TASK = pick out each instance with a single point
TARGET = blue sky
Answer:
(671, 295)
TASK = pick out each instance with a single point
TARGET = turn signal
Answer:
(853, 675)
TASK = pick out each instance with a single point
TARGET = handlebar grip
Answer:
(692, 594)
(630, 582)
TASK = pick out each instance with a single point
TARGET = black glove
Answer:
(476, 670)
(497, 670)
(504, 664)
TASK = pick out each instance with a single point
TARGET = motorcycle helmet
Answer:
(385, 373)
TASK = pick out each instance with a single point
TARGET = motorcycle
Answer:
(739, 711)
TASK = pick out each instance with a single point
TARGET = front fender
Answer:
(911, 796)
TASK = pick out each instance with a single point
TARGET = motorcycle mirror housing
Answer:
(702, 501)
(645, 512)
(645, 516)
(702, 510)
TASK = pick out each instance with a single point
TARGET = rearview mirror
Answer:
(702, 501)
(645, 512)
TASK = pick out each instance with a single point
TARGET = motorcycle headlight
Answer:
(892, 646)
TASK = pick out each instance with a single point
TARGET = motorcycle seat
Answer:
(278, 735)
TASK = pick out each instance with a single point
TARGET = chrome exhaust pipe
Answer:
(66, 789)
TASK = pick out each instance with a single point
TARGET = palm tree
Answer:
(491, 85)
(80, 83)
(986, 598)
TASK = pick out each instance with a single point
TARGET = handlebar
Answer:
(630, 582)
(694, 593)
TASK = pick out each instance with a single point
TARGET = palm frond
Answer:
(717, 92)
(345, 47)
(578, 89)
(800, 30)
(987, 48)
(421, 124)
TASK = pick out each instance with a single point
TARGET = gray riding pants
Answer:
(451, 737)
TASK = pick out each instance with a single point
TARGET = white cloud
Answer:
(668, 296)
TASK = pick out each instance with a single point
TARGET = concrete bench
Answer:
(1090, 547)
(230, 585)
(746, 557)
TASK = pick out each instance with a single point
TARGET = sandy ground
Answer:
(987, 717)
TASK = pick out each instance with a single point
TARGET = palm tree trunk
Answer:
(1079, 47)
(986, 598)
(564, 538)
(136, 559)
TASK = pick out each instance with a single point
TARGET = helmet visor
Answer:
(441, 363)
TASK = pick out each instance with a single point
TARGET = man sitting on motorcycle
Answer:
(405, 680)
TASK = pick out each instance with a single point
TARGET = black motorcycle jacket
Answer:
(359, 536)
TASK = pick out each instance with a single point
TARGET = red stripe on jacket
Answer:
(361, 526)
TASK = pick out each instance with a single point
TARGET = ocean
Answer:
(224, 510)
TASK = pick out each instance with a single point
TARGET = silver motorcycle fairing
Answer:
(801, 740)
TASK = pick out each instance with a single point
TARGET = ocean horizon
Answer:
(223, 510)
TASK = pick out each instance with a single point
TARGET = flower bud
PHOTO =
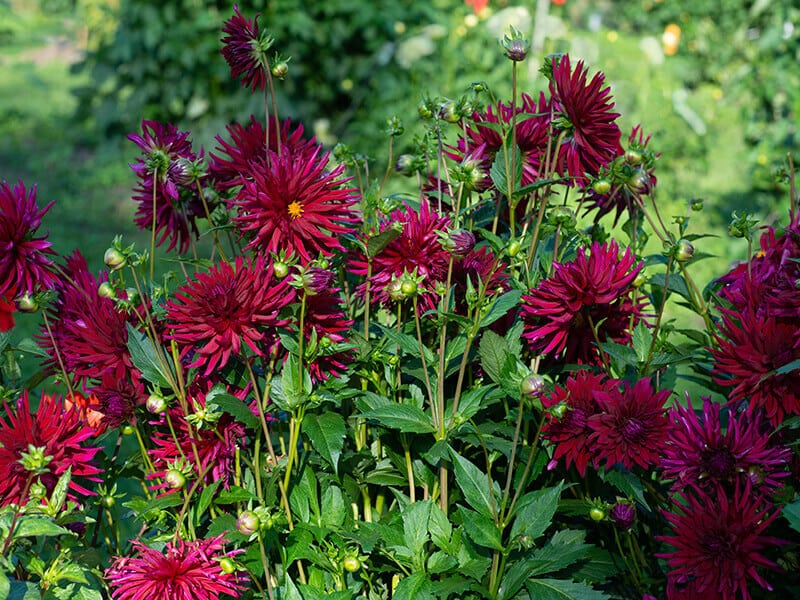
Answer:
(175, 479)
(623, 515)
(156, 404)
(106, 290)
(248, 523)
(114, 259)
(683, 250)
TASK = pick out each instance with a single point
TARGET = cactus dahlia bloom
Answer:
(60, 432)
(184, 571)
(591, 292)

§ **Set problem**
Quote each line of the listing exactly, but leave the pictures out.

§ **The reply**
TASK = pick out each instance with a single point
TARGET = blue sky
Answer:
(671, 295)
TASK = pick out each instance with a single point
TARGET = turn signal
Answer:
(853, 675)
TASK = pick out each instance with a single point
TARGET = handlebar grip
Answer:
(692, 594)
(630, 582)
TASK = pick out each instance with a single point
TARGET = black glove
Answer:
(476, 670)
(497, 670)
(504, 664)
TASK = pick out each instance with a single point
TARGET = motorcycle helmet
Answer:
(385, 373)
TASK = pick out each instance with a single point
TARGET = motorcycle
Answer:
(739, 711)
TASK = pick out each instance with a single point
TARGET = front fender
Answer:
(911, 796)
TASK = pick out each instance with a single point
TARGET = motorcycle mirror housing
Answer:
(702, 501)
(645, 512)
(645, 516)
(702, 510)
TASK = pick out each instance with a single point
TARGET = rearview mirror
Answer:
(702, 501)
(645, 512)
TASK = pick out each instance with a single point
TARGET = motorcycle headlight
Answer:
(892, 646)
TASK = pick out each instance with a single point
TARGET = motorcycle seat
Answer:
(278, 735)
TASK = pick out each instance with a single point
TARGET = chrome exhaust pipe
Answer:
(66, 789)
TASK = pick out each instance with a single point
TARGET = palm tree
Answer:
(491, 85)
(80, 83)
(986, 598)
TASK = pick out each instance with a single point
TARGET = handlebar
Answer:
(630, 582)
(694, 593)
TASK = pick out each instance with a single point
TARGET = palm frond
Answer:
(717, 92)
(345, 47)
(578, 89)
(800, 30)
(987, 48)
(421, 124)
TASK = pick out each instance with a single point
TARGET = gray riding pants
Answer:
(451, 737)
TASK = pick out each instance with a single point
TARGET = white cloud
Answer:
(668, 296)
TASK = pick out each instance with a single point
TARGET = concrete bench
Answer:
(1090, 547)
(230, 585)
(746, 557)
TASK = pick out each instance with a single point
TARGET = sandy ground
Answer:
(987, 717)
TASK = pick out each instance with a single point
TARGET = palm tree trunk
Answer:
(1079, 47)
(986, 598)
(564, 538)
(136, 559)
TASK = pick out each instance with a single point
TARGET = helmet visor
Answer:
(441, 363)
TASK = pick out each instance with a single point
TARGET = man sitting on motorcycle
Answer:
(405, 680)
TASK = pick out each instance with a single point
TARGET = black motorcycle jacket
Answer:
(359, 536)
TASK = pick out each instance with a single point
TARGET = red stripe on jacket
Answer:
(361, 526)
TASK = pick out each instance with a single point
TARGET = ocean
Answer:
(224, 510)
TASK = pick out each instance with a single point
TARGET = silver motorcycle fairing
Answer:
(801, 740)
TASK = pick out each instance with a single point
TARGET = ocean horizon
Answer:
(223, 510)
TASK = pick out each instance with a single point
TARGET = flower bud
PHOTO =
Answer:
(175, 479)
(623, 515)
(156, 404)
(106, 290)
(248, 523)
(114, 259)
(683, 250)
TASK = pick out each instance with a single point
TARGET = cactus dahlia bloom
Answer:
(60, 432)
(184, 571)
(591, 292)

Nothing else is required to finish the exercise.